» **Set exercise A**: Can you find every line in the listing that contains the string "cupcake" and copy each of those lines?

» **Selected extract**:
◇ ◇ ◇

Sunday, June 29, 2008

Twitter Works

Sitting in the departure lounge for my flight to JFK at Dulles airport outside DC I posted the following to Twitter at about 5:30pm:
JetBlue you scanning Twitter? 3:45 hr delay? This makes about 5 bad experiences. The small diff in price ain't worth it.
Sitting on the plane a while later - still stuck on the tarmac - I checked my email to see the following message with the timestamp of 7:35:
Hi, Robert A Stribley.

JetBlue Airways (JetBlue) is now following your updates on Twitter.

Check out JetBlue Airways's profile here:

http://twitter.com/JetBlue

You may follow JetBlue Airways as well by clicking on the "follow" button.

Best,
Twitter
Now, I will say that JetBlue put us on the plane about an hour and a half earlier than they'd earlier than they said they were going after they'd discussed the delays. I won't pretend to know that that had anything with my efforts - especially since the plane still ended up taking off at about 8:45, about 3 hours and 45 minutes after it was originally supposed to. But it does indicate at least that JetBlue knew what I was thinking at the time - even before my flight took off. So in that sense, Twitter worked for me.

Update: JetBlue responds to my post here in comments within 45 minutes. I'm impressed with your responsiveness to social media, JetBlue, if not always with your service!

Related: Summize search for Jetblue

The Romance of Travel

An Attentive Swissair Air Hostess Serves a Smart Gentleman a Cup of Coffee

Ah, remember the days when flying was a dashing and romantic pursuit? Picture travelers striding purposefully through airports, dressed to the nines for the occasion, the bright, clean lines of the concourse reflected in their brilliant mirrored glasses. No more. Now, getting to your plane is invariably a series of humiliating trials you endure: removing you shoes to pad through a metal detector with padded feet. Trudging through with your pants slipping about your hips, after you've whipped off your belt before a line full of fellow passengers to send it through the scanner after your laptop (which might picked up by someone else who has one of those same Dells companies buy by the thousands).

◇ ◇ ◇

» **Set exercise B**: Does each of these statements agree with the post about JetBlue and Twitter? (i) The Twitter message was posted from the departure lounge at Dulles at about 5:30pm. (ii) The plane took off at its originally scheduled time. (iii) JetBlue replied to the post in comments within 45 minutes.

◇ ◇ ◇

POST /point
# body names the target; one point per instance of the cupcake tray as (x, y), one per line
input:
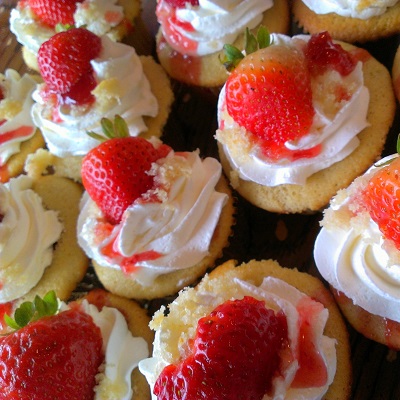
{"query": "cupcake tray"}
(257, 234)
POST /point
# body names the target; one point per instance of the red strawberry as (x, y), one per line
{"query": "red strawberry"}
(235, 355)
(53, 12)
(181, 3)
(65, 59)
(322, 54)
(382, 200)
(115, 173)
(269, 94)
(55, 357)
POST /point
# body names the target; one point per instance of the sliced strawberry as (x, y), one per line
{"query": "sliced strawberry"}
(236, 354)
(382, 200)
(322, 55)
(65, 58)
(269, 94)
(115, 173)
(55, 357)
(53, 12)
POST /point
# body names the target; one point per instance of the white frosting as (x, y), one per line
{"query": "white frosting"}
(122, 88)
(178, 228)
(27, 234)
(91, 13)
(122, 353)
(336, 133)
(350, 8)
(17, 91)
(213, 23)
(277, 295)
(358, 262)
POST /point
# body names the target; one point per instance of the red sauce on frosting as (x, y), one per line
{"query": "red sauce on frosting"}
(312, 371)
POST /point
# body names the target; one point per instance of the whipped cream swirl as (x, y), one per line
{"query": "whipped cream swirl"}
(99, 16)
(278, 296)
(122, 352)
(27, 235)
(177, 228)
(16, 125)
(335, 127)
(122, 88)
(205, 28)
(355, 259)
(350, 8)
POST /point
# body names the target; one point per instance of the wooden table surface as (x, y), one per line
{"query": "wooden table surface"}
(257, 234)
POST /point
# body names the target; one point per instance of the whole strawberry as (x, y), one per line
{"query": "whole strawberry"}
(382, 200)
(64, 63)
(115, 173)
(235, 355)
(53, 357)
(53, 12)
(269, 94)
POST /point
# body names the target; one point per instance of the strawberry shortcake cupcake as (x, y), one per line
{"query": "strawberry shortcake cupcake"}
(358, 252)
(277, 331)
(47, 255)
(18, 134)
(192, 34)
(349, 20)
(100, 78)
(152, 220)
(300, 119)
(87, 349)
(34, 22)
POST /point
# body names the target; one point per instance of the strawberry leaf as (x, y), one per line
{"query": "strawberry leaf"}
(31, 311)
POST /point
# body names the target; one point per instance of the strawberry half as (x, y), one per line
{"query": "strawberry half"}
(382, 199)
(64, 62)
(236, 354)
(53, 12)
(115, 173)
(269, 94)
(55, 357)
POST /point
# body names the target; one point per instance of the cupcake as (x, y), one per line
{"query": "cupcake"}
(152, 221)
(86, 349)
(358, 252)
(18, 134)
(47, 255)
(350, 21)
(34, 22)
(192, 34)
(300, 119)
(103, 79)
(277, 331)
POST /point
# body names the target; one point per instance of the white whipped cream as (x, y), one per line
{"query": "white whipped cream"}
(178, 228)
(94, 14)
(357, 261)
(336, 133)
(350, 8)
(122, 88)
(277, 295)
(122, 353)
(18, 125)
(209, 25)
(27, 234)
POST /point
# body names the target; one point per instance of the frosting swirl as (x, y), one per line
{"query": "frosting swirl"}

◇ ◇ ◇

» **Correct result A**:
# body names the target; one point per instance of the cupcake tray as (x, y), one per line
{"query": "cupcake tray"}
# body names the target; one point per instance of the strawberry shortcake cupcake as (x, y), one per line
{"query": "strawberry shortcake cupcake"}
# body names the target; one point per instance of the cupcake as (x, y), one per line
{"query": "cupcake"}

» **Correct result B**:
(i) Yes: "Sitting in the departure lounge for my flight to JFK at Dulles airport outside DC I posted the following to Twitter at about 5:30pm"
(ii) No: "the plane still ended up taking off at about 8:45, about 3 hours and 45 minutes after it was originally supposed to"
(iii) Yes: "JetBlue responds to my post here in comments within 45 minutes"